**WHAT THE EXERCISE ASKS**.
Below are records to repeat exactly; do not include any pictures.

**DATA FOR PROCESSING**.
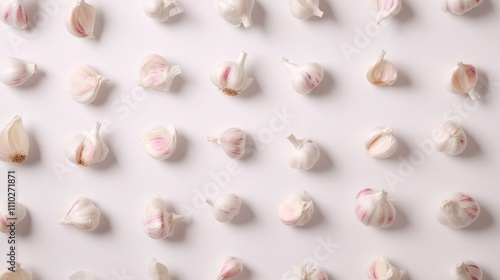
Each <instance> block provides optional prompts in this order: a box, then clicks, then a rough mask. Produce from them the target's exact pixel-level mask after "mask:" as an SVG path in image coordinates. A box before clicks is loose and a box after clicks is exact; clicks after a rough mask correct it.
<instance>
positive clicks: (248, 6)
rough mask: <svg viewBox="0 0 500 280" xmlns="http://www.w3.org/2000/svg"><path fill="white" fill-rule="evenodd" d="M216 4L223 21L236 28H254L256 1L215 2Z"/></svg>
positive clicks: (215, 1) (228, 1)
mask: <svg viewBox="0 0 500 280" xmlns="http://www.w3.org/2000/svg"><path fill="white" fill-rule="evenodd" d="M214 4H215V9H216V11H217V14H218V15H219V17H220V18H221V19H223V20H225V21H227V22H229V23H230V24H232V25H234V26H240V24H243V26H244V27H245V28H247V27H250V26H252V9H253V4H254V0H215V3H214Z"/></svg>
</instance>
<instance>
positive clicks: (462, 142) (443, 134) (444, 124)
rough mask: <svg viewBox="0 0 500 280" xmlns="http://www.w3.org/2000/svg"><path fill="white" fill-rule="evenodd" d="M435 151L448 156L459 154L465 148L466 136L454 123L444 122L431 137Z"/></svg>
mask: <svg viewBox="0 0 500 280" xmlns="http://www.w3.org/2000/svg"><path fill="white" fill-rule="evenodd" d="M432 139H433V140H434V143H435V146H436V150H438V151H440V152H442V153H445V154H448V155H452V156H455V155H458V154H461V153H462V152H463V151H464V150H465V148H466V147H467V135H466V134H465V132H464V131H463V129H462V128H460V127H459V126H458V125H457V124H456V123H454V122H452V121H446V122H445V123H444V124H443V126H441V127H440V128H438V129H437V130H436V131H435V132H434V134H433V135H432Z"/></svg>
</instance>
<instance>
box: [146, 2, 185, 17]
mask: <svg viewBox="0 0 500 280" xmlns="http://www.w3.org/2000/svg"><path fill="white" fill-rule="evenodd" d="M142 9H143V10H144V13H145V14H146V15H147V16H148V17H150V18H152V19H154V20H155V21H157V22H163V21H166V20H168V19H169V18H170V17H171V16H175V15H178V14H181V13H183V12H184V8H183V7H182V6H181V4H179V3H178V2H177V1H176V0H145V1H144V4H143V5H142Z"/></svg>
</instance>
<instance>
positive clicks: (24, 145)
mask: <svg viewBox="0 0 500 280" xmlns="http://www.w3.org/2000/svg"><path fill="white" fill-rule="evenodd" d="M29 148H30V139H29V137H28V134H27V133H26V131H25V130H24V126H23V120H22V118H21V117H20V116H15V117H14V118H13V119H12V121H10V122H9V123H8V124H7V125H6V126H5V127H4V128H3V129H2V131H0V160H1V161H5V162H15V163H21V162H23V161H24V160H26V158H27V157H28V151H29Z"/></svg>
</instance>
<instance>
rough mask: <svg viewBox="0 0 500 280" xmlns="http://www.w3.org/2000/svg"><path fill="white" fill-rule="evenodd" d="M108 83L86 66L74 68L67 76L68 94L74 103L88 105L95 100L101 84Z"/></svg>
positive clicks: (94, 72) (107, 79)
mask: <svg viewBox="0 0 500 280" xmlns="http://www.w3.org/2000/svg"><path fill="white" fill-rule="evenodd" d="M107 81H109V79H108V78H105V77H103V76H101V75H99V74H98V73H97V72H96V71H95V70H94V69H92V68H91V67H90V66H88V65H80V66H78V67H76V68H75V69H74V70H73V72H71V74H70V76H69V86H68V89H69V94H70V95H71V97H72V98H73V100H74V101H76V102H78V103H82V104H88V103H91V102H92V101H94V100H95V98H96V97H97V93H98V91H99V88H100V87H101V84H102V83H103V82H107Z"/></svg>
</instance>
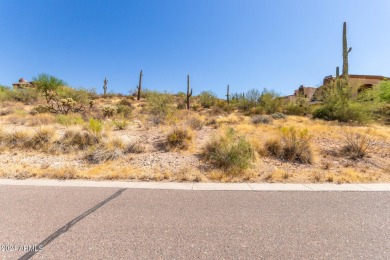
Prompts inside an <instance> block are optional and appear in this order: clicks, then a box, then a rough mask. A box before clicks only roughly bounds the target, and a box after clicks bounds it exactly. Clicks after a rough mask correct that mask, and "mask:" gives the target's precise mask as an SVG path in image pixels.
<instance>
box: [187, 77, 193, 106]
mask: <svg viewBox="0 0 390 260" xmlns="http://www.w3.org/2000/svg"><path fill="white" fill-rule="evenodd" d="M191 96H192V88H191V91H190V75H187V109H190V97H191Z"/></svg>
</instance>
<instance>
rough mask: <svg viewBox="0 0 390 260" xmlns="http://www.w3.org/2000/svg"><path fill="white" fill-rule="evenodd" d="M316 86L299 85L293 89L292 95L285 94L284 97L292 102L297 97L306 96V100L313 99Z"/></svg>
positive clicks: (288, 100)
mask: <svg viewBox="0 0 390 260" xmlns="http://www.w3.org/2000/svg"><path fill="white" fill-rule="evenodd" d="M316 90H317V88H314V87H305V86H303V85H301V86H300V87H299V88H298V89H296V90H294V95H289V96H285V97H284V99H285V100H287V101H289V102H293V101H295V100H297V98H298V97H302V98H307V99H308V100H312V99H313V95H314V93H315V92H316Z"/></svg>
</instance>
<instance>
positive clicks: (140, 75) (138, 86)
mask: <svg viewBox="0 0 390 260" xmlns="http://www.w3.org/2000/svg"><path fill="white" fill-rule="evenodd" d="M137 89H138V94H137V100H140V99H141V91H142V70H141V72H140V73H139V82H138V86H137Z"/></svg>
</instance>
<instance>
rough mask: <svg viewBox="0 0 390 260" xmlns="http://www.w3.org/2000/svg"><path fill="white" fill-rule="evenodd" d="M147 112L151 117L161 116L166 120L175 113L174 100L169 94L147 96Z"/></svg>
mask: <svg viewBox="0 0 390 260" xmlns="http://www.w3.org/2000/svg"><path fill="white" fill-rule="evenodd" d="M146 99H147V111H148V113H150V114H151V115H154V116H159V117H161V118H162V120H164V119H165V118H166V117H167V116H170V115H172V113H173V112H174V107H173V98H172V96H171V95H169V94H162V93H159V92H156V91H153V92H152V91H151V92H148V94H147V97H146Z"/></svg>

**PROBLEM SOLUTION**.
Each <instance> block provides optional prompts in this order: a box, then clicks, then a rough mask. Produce from them the target's exact pixel-level mask after "mask:" as an SVG path in image coordinates. A box before clicks is loose and a box after clicks is exact; clicks after a rough mask correct it.
<instance>
positive clicks: (248, 6)
rough mask: <svg viewBox="0 0 500 280" xmlns="http://www.w3.org/2000/svg"><path fill="white" fill-rule="evenodd" d="M216 4L223 21L236 28H254L256 1L215 2Z"/></svg>
positive clicks: (215, 1) (228, 1)
mask: <svg viewBox="0 0 500 280" xmlns="http://www.w3.org/2000/svg"><path fill="white" fill-rule="evenodd" d="M214 4H215V9H216V11H217V14H218V15H219V17H220V18H221V19H223V20H225V21H227V22H229V23H230V24H232V25H234V26H240V24H243V26H244V27H245V28H247V27H250V26H252V9H253V4H254V0H215V3H214Z"/></svg>
</instance>
<instance>
positive clicks: (462, 142) (443, 134) (444, 124)
rough mask: <svg viewBox="0 0 500 280" xmlns="http://www.w3.org/2000/svg"><path fill="white" fill-rule="evenodd" d="M435 151L448 156L459 154L465 148L466 136L454 123L444 122L431 137Z"/></svg>
mask: <svg viewBox="0 0 500 280" xmlns="http://www.w3.org/2000/svg"><path fill="white" fill-rule="evenodd" d="M432 139H433V140H434V143H435V146H436V150H438V151H440V152H442V153H445V154H448V155H452V156H455V155H458V154H461V153H462V152H463V151H464V150H465V148H466V147H467V135H466V134H465V132H464V131H463V129H462V128H460V127H459V126H458V125H457V124H456V123H454V122H452V121H446V122H445V123H444V124H443V126H441V127H440V128H438V129H437V130H436V131H435V132H434V134H433V135H432Z"/></svg>
</instance>
<instance>
box: [146, 2, 185, 17]
mask: <svg viewBox="0 0 500 280" xmlns="http://www.w3.org/2000/svg"><path fill="white" fill-rule="evenodd" d="M142 9H143V10H144V13H145V14H146V15H147V16H148V17H150V18H152V19H154V20H155V21H157V22H163V21H166V20H168V19H169V18H170V17H171V16H175V15H178V14H181V13H183V12H184V8H183V7H182V6H181V4H179V3H178V2H177V1H176V0H145V1H144V4H143V5H142Z"/></svg>
</instance>
<instance>
positive clicks: (24, 145)
mask: <svg viewBox="0 0 500 280" xmlns="http://www.w3.org/2000/svg"><path fill="white" fill-rule="evenodd" d="M29 148H30V139H29V137H28V134H27V133H26V131H25V130H24V126H23V120H22V118H21V117H20V116H15V117H14V118H13V119H12V121H10V122H9V123H8V124H7V125H6V126H5V127H4V128H3V129H2V131H0V160H1V161H5V162H15V163H21V162H23V161H24V160H26V158H27V157H28V151H29Z"/></svg>
</instance>
<instance>
rough mask: <svg viewBox="0 0 500 280" xmlns="http://www.w3.org/2000/svg"><path fill="white" fill-rule="evenodd" d="M108 83L86 66L74 68L67 76L68 94L74 103L88 105L95 100L101 84Z"/></svg>
positive clicks: (94, 72) (107, 79)
mask: <svg viewBox="0 0 500 280" xmlns="http://www.w3.org/2000/svg"><path fill="white" fill-rule="evenodd" d="M107 81H109V79H108V78H105V77H103V76H101V75H99V74H98V73H97V72H96V71H95V70H94V69H92V68H91V67H90V66H88V65H80V66H78V67H76V68H75V69H74V70H73V72H71V74H70V76H69V86H68V89H69V94H70V95H71V97H72V98H73V100H74V101H76V102H78V103H82V104H88V103H91V102H92V101H94V100H95V98H96V97H97V93H98V91H99V88H100V87H101V84H102V83H103V82H107Z"/></svg>
</instance>
Prompts inside an <instance> block are optional and appear in this order: clicks, then a box, then a rough mask. A box before clicks only roughly bounds the target, and a box after clicks bounds it exactly. Clicks after a rough mask correct that mask, and "mask:" gives the target's precise mask as an SVG path in image pixels.
<instance>
box: [187, 77, 193, 106]
mask: <svg viewBox="0 0 390 260" xmlns="http://www.w3.org/2000/svg"><path fill="white" fill-rule="evenodd" d="M191 96H192V88H191V91H190V75H187V109H190V97H191Z"/></svg>
</instance>
<instance>
rough mask: <svg viewBox="0 0 390 260" xmlns="http://www.w3.org/2000/svg"><path fill="white" fill-rule="evenodd" d="M316 86L299 85L293 89L292 95L285 94L284 97L292 102L297 97L306 96V100L313 99Z"/></svg>
positive clicks: (288, 100)
mask: <svg viewBox="0 0 390 260" xmlns="http://www.w3.org/2000/svg"><path fill="white" fill-rule="evenodd" d="M316 90H317V88H314V87H305V86H303V85H301V86H300V87H299V88H298V89H296V90H294V95H289V96H285V97H284V99H285V100H287V101H289V102H293V101H295V100H297V98H298V97H302V98H307V99H308V100H312V99H313V95H314V93H315V92H316Z"/></svg>
</instance>
<instance>
positive clicks: (140, 75) (138, 86)
mask: <svg viewBox="0 0 390 260" xmlns="http://www.w3.org/2000/svg"><path fill="white" fill-rule="evenodd" d="M137 89H138V94H137V100H140V99H141V91H142V70H141V72H140V73H139V82H138V86H137Z"/></svg>
</instance>
<instance>
rough mask: <svg viewBox="0 0 390 260" xmlns="http://www.w3.org/2000/svg"><path fill="white" fill-rule="evenodd" d="M147 112L151 117L161 116L166 120L175 113L174 100L169 94L147 96Z"/></svg>
mask: <svg viewBox="0 0 390 260" xmlns="http://www.w3.org/2000/svg"><path fill="white" fill-rule="evenodd" d="M146 99H147V111H148V113H150V114H151V115H154V116H159V117H161V118H162V120H164V119H165V118H166V117H167V116H170V115H172V113H173V112H174V107H173V98H172V96H171V95H169V94H162V93H159V92H156V91H153V92H152V91H151V92H148V94H147V97H146Z"/></svg>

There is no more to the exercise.